## Page text
Why are resolutions on projectors so bad and expensive?

jn77

Distinguished
Feb 14, 2007
587
0
18,990
I have been looking a projectors for a while and traditional projectors of any decent quality are at least $1499. But their resolution stinks.

Then it looked like a new market appeared..... the Pico projectors.... Less than $499, usually small form factor, some even fit in pockets, can be mounted to cell phones (Moto), etc.

But then there is the hangup. Screen resolution and maybe a close second is the lumen output.

I have a vague idea how projectors work but do not understand the technical details.

What I am looking for is a "Native" not some algorithm that "fakes" true 4K resolution in an affordable projector with decent lumen output.

It seems like what ever TFT/ LCD panel they use to pass the light source though is so prohibitively expensive that no one can built, mass market and sell a sub $2999 4k projector......

I mean that LCD panel cannot cost that much to produce. They are just greedy (Insert words here).

I mean, monitors have gotten so cheap over the years, I remember when a 24 inch Sony wide screen CRT for CAD work in the 1990's was $4000 and now you can get LED/LCD 24 inch monitors for under $300.

So what is the deal with projectors? It's like they are asking for 10,000% profit margin on them. There is no way they cost as much as they do.

Even the lenses are not that expensive.... My DSLR lenses cost way more than the cheap crappy lenses do that they put on projectors.
 
Solution
A typical monitor backlight is about 10-15 Watts, 30 Watts max. A 20+ inch diagonal panel means that heat is spread so it's around 0.1 Watt per square inch.

A projector's backlight is typically about 1200-1500 Watts. All that power and heat is sent through an LCD an inch or two diagonal. That means you're talking about 250-1000 Watts per square inch. It's a much harder problem to design a panel system which can withstand that amount of light and heat. It's partitioned to try to isolate the heat from the light before it ever hits the LCDs (there are 3 LCDs for the better projectors btw, to avoid throwing away 67% of the light like monitors do).

There's also economies of scale. LCD monitor sales are close to 100 million per year...
A typical monitor backlight is about 10-15 Watts, 30 Watts max. A 20+ inch diagonal panel means that heat is spread so it's around 0.1 Watt per square inch.

## Entries supplied
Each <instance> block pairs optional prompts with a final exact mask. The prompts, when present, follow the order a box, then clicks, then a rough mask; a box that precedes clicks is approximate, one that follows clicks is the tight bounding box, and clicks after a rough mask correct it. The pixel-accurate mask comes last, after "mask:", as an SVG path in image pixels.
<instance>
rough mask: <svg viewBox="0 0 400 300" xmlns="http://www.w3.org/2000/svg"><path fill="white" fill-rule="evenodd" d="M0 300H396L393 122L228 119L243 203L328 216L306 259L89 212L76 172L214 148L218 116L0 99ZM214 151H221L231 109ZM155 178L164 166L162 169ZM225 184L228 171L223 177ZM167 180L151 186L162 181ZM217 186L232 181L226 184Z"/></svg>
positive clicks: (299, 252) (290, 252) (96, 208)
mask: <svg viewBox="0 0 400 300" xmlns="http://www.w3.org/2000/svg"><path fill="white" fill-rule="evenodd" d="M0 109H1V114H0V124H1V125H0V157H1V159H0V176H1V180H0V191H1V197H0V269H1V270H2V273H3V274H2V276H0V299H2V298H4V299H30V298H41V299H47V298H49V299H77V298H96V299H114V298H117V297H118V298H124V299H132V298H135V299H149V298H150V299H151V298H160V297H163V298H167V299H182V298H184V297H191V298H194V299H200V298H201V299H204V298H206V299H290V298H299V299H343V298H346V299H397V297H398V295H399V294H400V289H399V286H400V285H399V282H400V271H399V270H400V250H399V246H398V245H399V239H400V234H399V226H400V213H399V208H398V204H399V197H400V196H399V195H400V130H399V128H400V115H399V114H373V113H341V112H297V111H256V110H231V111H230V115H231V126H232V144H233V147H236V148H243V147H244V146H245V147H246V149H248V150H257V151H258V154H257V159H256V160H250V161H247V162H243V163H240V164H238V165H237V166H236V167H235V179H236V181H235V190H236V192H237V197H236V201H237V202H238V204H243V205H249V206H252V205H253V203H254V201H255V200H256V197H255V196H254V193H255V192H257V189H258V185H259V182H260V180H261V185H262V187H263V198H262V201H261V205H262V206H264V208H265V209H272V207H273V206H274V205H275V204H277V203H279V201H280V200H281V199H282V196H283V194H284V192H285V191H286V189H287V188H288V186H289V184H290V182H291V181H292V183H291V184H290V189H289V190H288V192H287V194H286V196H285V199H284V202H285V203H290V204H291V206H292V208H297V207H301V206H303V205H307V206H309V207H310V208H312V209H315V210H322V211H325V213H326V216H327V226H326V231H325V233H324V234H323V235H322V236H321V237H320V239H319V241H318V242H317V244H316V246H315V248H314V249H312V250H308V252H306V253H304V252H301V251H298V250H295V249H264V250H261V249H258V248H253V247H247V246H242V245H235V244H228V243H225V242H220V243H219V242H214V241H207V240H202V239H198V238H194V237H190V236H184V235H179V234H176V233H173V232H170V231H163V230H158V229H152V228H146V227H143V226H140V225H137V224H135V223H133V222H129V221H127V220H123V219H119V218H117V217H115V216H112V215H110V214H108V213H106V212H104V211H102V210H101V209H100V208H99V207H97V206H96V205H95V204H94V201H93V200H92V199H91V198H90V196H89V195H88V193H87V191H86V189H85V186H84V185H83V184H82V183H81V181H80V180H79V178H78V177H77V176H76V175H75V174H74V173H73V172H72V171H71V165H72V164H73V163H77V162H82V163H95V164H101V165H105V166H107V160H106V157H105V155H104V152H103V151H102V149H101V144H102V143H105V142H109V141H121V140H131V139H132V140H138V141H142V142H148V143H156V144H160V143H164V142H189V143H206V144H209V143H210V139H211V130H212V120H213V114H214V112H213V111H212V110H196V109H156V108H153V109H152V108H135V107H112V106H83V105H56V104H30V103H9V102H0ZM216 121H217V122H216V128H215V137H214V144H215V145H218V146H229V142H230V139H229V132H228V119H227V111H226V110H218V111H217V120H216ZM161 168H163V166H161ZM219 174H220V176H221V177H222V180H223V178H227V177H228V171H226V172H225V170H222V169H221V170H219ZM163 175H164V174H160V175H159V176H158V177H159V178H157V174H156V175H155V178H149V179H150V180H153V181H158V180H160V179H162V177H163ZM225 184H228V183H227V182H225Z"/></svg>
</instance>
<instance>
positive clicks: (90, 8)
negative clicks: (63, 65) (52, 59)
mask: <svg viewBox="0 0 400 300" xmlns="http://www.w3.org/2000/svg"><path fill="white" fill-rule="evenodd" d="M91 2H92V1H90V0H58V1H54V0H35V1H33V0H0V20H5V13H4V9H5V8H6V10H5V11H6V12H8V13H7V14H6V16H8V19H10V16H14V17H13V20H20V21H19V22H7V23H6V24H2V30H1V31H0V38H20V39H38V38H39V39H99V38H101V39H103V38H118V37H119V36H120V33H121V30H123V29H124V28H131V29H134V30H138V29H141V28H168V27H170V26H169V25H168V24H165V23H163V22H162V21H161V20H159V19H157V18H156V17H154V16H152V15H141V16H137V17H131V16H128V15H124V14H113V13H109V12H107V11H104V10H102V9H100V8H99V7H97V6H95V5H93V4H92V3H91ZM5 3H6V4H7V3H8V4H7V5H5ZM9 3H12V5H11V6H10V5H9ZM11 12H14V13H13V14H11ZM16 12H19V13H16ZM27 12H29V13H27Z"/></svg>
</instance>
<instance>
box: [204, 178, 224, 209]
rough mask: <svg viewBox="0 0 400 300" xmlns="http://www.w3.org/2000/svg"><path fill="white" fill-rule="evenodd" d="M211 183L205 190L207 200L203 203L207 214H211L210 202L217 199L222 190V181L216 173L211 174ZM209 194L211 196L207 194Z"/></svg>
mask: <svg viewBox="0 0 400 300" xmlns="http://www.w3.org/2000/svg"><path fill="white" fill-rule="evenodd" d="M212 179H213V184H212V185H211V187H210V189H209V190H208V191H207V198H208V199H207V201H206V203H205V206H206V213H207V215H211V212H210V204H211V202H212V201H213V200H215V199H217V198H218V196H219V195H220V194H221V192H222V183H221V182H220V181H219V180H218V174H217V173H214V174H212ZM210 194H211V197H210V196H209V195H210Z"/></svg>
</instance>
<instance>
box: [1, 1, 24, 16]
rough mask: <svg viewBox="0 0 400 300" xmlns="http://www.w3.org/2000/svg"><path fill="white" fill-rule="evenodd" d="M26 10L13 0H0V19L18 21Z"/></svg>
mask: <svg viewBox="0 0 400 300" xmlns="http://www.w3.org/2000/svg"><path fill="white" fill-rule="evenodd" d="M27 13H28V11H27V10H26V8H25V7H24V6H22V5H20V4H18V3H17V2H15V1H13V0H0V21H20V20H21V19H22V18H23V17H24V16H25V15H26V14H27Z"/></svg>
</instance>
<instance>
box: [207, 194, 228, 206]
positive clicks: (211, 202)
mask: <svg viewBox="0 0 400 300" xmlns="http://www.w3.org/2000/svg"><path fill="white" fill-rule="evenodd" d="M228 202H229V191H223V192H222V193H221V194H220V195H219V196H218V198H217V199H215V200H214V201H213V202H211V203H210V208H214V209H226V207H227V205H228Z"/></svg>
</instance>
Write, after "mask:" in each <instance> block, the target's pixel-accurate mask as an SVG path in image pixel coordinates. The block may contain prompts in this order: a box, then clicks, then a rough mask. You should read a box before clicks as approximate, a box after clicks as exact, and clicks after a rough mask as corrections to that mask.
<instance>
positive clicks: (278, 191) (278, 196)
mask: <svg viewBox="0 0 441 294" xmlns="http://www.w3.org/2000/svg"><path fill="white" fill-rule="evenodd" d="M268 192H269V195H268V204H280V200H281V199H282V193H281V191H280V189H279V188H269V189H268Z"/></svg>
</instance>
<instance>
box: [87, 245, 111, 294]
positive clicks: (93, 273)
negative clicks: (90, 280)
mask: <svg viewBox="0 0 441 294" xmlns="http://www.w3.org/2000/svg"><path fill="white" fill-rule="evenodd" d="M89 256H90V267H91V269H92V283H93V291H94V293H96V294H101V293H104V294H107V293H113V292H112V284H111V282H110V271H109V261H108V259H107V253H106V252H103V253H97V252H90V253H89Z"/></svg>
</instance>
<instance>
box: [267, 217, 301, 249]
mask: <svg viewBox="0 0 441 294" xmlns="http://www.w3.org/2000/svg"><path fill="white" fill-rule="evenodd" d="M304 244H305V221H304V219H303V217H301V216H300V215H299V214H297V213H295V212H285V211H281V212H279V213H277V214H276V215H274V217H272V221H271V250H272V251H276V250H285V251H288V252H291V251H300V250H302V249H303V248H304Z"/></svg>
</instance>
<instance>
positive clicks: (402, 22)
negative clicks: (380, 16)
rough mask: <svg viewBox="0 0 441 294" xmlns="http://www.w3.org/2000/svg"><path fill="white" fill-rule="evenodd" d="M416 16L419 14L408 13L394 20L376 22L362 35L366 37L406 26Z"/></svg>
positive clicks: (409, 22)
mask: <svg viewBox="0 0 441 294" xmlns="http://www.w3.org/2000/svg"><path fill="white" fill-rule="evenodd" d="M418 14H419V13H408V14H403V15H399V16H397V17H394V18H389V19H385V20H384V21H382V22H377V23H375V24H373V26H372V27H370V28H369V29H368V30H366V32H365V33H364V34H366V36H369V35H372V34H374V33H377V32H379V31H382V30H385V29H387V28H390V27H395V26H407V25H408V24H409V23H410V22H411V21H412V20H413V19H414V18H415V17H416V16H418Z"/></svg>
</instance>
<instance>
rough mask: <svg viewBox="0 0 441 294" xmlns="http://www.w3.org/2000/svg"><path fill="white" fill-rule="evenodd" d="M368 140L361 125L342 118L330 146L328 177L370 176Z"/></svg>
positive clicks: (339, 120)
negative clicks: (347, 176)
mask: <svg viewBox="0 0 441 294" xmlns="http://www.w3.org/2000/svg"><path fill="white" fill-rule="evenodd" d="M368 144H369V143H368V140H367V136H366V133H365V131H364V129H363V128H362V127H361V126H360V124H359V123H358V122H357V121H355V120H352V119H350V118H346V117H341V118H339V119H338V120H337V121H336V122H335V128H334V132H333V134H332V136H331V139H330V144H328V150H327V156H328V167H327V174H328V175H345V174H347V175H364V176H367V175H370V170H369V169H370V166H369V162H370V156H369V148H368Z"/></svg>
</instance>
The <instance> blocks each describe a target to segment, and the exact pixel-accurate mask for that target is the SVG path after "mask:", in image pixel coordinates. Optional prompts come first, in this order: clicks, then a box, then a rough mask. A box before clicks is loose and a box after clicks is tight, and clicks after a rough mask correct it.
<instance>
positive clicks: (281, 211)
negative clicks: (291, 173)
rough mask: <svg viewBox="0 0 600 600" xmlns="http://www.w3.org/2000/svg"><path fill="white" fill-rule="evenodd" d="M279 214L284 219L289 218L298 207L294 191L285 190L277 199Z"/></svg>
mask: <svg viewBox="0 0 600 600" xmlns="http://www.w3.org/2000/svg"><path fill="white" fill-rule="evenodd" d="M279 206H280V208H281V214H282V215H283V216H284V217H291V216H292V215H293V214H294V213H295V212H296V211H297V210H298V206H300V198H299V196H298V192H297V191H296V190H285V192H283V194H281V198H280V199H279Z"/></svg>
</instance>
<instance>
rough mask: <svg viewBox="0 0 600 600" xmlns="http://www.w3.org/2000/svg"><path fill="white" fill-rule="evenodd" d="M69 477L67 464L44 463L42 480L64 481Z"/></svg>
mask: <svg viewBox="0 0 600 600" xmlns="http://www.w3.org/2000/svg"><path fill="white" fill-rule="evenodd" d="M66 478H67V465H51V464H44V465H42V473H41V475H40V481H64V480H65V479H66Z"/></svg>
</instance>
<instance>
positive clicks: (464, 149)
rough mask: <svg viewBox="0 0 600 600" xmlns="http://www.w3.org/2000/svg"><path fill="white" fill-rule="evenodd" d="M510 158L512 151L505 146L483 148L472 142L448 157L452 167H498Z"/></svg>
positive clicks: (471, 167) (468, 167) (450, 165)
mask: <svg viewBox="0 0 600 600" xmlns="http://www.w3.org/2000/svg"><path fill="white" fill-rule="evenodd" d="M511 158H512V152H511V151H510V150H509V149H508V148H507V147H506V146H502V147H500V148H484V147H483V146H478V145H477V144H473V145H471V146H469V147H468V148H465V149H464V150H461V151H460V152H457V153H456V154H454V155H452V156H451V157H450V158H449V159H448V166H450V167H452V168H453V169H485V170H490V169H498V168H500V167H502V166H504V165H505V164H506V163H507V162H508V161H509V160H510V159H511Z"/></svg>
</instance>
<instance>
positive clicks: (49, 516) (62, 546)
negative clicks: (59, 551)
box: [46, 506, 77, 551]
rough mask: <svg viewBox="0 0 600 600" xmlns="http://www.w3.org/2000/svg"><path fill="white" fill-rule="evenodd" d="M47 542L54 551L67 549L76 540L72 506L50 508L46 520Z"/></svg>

## Work task 1
Check each statement against the projector discussion and mark it yes or no. Support each verdict by quoting the deciding words from the discussion. (a) The answer says the better projectors have three LCDs. (b) The poster says pico projectors cost more than $1499. (c) The answer puts a typical monitor backlight at 1200-1500 Watts.
## Work task 2
Using the projector discussion, explain in one to three sentences why it is harder to design a panel system for a projector than for a monitor.
## Work task 3
Extend the projector discussion past its final sentence.
The listing plays no part in what comes after it.

## Task answer 1
(a) Yes: "there are 3 LCDs for the better projectors btw"
(b) No: "Less than $499"
(c) No: "A typical monitor backlight is about 10-15 Watts, 30 Watts max."

## Task answer 2
A projector's backlight is typically about 1200-1500 Watts. All of that power and heat passes through an LCD only an inch or two diagonal, which comes to 250-1000 Watts per square inch. A monitor's heat is spread over a 20+ inch panel at around 0.1 Watt per square inch, so a projector panel must withstand far more light and heat.

## Task answer 3
A projector's backlight is typically about 1200-1500 Watts. All that power and heat is sent through an LCD an inch or two diagonal. That means you're talking about 250-1000 Watts per square inch. It's a much harder problem to design a panel system which can withstand that amount of light and heat. It's partitioned to try to isolate the heat from the light before it ever hits the LCDs (there are 3 LCDs for the better projectors btw, to avoid throwing away 67% of the light like monitors do).

There's also economies of scale. LCD monitor sales are close to 100 million per year. Projector sales are around 1 million per year. So you can amortize monitor design and engineering costs over 100x as many units. If it costs $500,000 to design a monitor and you sell 100,000 units, the design costs add $5 to the cost of each monitor. If it costs $500,000 to deign a projector and you sell 1,000 of them, the design costs work out to $500 per projector.

The lenses are more expensive than your camera lenses too. Your camera lens only has to take a spherical world view and focus it onto a flat sensor. If the corners of the focal plane don't exactly fall in a plane, it's ok because usually what you're photographing doesn't fall exactly in a plane. Some field curvature is acceptable.

https://en.wikipedia.org/wiki/Petzval_field_curvature

Projectors don't have that luxury. They have to take an image on a perfectly flat sensor and project it onto a perfectly flat screen. There can be absolutely no field curvature. The large image size also means there's less tolerance for other common aberrations like chromatic aberration (smearing of colors near the edges and corners).